──────── Input material ────────

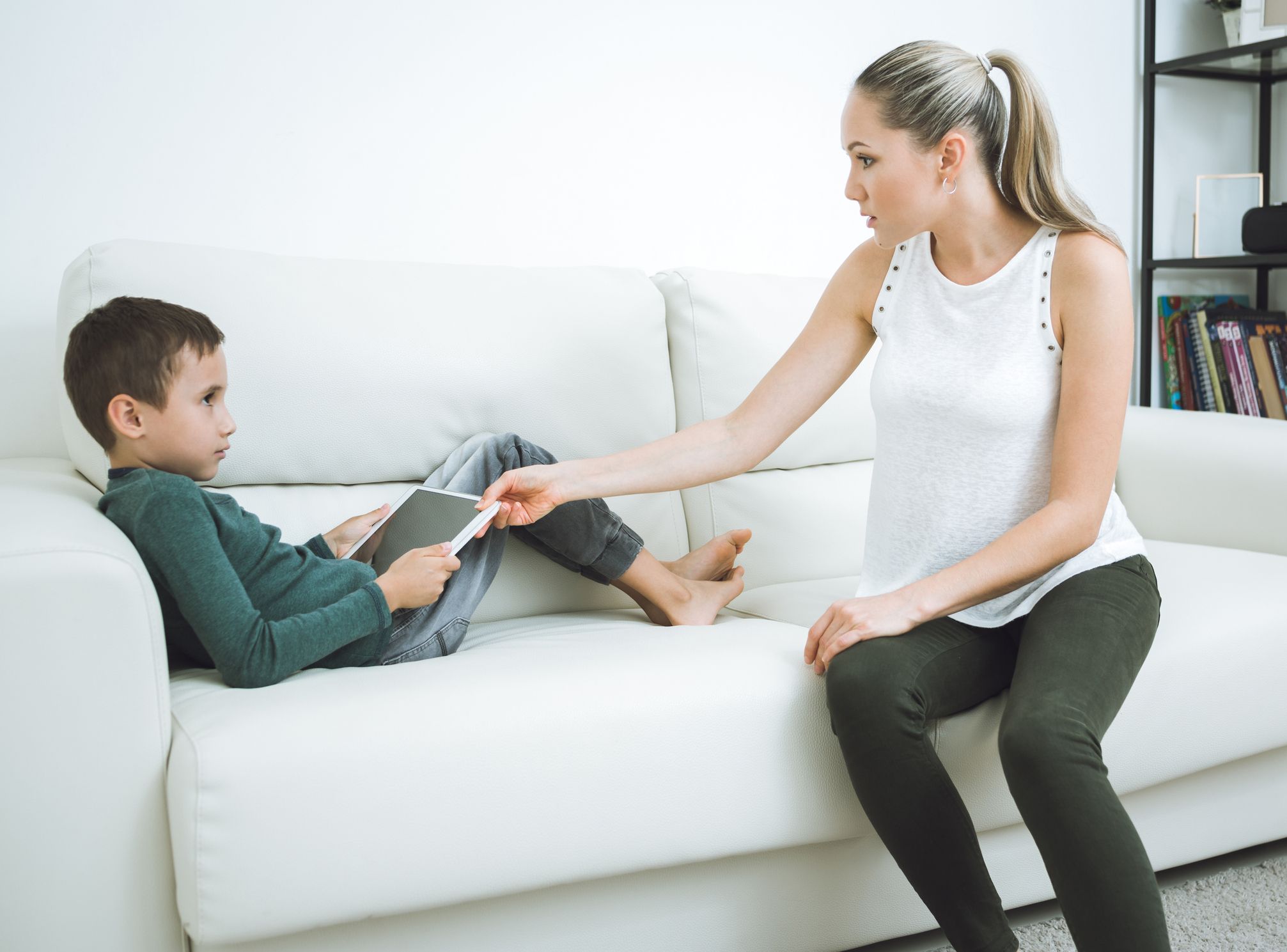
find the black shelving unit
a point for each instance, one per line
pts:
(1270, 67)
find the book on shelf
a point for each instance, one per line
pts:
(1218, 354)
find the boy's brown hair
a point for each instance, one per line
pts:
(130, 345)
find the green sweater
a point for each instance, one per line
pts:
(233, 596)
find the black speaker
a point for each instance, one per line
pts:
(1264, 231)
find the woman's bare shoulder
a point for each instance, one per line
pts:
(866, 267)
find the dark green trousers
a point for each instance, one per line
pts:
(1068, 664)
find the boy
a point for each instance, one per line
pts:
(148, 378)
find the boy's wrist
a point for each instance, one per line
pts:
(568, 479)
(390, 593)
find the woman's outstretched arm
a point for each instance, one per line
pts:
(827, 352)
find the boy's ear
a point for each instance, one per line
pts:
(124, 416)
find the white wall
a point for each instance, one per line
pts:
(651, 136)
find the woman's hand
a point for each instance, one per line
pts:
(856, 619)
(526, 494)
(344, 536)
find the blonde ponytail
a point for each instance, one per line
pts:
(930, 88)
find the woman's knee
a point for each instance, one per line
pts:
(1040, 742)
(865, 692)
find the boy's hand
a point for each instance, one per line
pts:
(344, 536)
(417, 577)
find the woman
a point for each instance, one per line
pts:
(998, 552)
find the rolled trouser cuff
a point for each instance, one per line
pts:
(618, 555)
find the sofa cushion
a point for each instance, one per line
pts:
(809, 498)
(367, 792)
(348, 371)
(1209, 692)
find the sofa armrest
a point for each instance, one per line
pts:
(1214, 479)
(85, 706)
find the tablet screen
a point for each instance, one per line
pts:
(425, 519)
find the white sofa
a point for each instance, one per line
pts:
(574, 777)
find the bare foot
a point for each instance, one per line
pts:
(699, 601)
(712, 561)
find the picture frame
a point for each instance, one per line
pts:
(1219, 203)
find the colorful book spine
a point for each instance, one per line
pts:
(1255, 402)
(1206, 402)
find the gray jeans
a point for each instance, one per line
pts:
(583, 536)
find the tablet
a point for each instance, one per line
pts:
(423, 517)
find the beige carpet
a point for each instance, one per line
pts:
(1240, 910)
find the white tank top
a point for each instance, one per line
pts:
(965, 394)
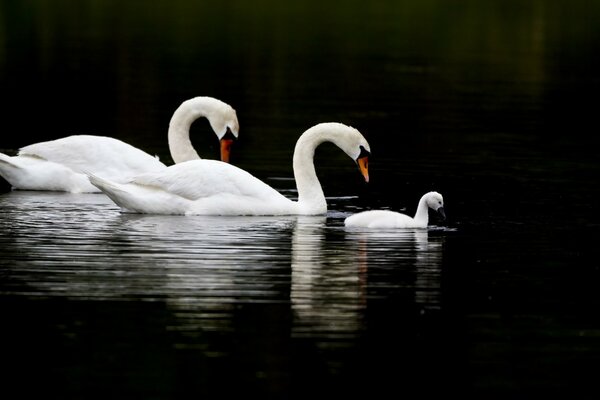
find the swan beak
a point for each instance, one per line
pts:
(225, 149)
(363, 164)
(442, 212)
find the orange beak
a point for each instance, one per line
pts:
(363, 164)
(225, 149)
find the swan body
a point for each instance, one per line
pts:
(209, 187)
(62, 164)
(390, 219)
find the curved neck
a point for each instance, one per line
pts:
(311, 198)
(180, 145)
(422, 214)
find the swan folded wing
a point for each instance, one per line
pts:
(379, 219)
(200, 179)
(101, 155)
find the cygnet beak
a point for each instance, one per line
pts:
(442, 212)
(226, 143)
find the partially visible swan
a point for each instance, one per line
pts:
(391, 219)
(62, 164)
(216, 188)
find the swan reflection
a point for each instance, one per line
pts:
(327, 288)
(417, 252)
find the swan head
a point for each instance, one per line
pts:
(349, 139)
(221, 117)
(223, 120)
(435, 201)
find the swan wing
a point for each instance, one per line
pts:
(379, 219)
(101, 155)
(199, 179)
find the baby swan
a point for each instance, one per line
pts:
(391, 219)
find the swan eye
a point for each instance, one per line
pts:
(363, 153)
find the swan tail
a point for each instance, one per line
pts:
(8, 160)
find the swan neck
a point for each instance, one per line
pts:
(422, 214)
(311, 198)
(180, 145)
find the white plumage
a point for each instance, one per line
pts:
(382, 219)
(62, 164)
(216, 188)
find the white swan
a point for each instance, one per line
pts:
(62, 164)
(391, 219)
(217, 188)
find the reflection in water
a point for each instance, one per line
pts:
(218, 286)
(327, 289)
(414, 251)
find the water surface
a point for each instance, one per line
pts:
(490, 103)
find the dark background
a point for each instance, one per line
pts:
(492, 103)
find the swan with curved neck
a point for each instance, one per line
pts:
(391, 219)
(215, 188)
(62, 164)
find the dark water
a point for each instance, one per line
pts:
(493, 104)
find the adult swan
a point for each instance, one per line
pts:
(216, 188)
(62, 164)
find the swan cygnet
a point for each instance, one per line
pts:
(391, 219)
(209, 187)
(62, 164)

────────
──────── Input material ────────

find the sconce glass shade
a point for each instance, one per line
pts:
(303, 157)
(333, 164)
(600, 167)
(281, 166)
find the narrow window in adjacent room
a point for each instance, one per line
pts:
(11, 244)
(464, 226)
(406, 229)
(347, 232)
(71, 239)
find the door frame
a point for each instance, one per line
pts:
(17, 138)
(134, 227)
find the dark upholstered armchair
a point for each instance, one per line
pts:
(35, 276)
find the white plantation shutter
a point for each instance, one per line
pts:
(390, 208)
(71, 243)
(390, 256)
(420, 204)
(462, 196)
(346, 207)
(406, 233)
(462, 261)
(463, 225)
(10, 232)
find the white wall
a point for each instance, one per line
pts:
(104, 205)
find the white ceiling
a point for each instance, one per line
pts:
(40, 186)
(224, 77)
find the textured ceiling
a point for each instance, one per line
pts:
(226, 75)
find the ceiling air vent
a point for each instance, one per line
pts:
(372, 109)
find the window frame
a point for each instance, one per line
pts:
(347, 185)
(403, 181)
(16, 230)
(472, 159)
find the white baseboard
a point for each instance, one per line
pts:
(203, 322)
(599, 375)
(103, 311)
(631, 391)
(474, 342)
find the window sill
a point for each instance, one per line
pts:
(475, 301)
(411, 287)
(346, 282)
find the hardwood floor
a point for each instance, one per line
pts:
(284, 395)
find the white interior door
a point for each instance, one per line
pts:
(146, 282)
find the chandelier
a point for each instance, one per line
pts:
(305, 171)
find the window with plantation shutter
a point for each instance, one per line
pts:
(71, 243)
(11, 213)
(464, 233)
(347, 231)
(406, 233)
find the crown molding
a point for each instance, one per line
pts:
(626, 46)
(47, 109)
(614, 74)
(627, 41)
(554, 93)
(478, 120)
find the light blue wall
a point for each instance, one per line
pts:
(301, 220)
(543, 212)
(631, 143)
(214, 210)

────────

Exercise: Report every line in the material above that contains the string "cygnet", copying each such line in full. Case counts when matching.

Correct output:
find the cygnet beak
find the swan cygnet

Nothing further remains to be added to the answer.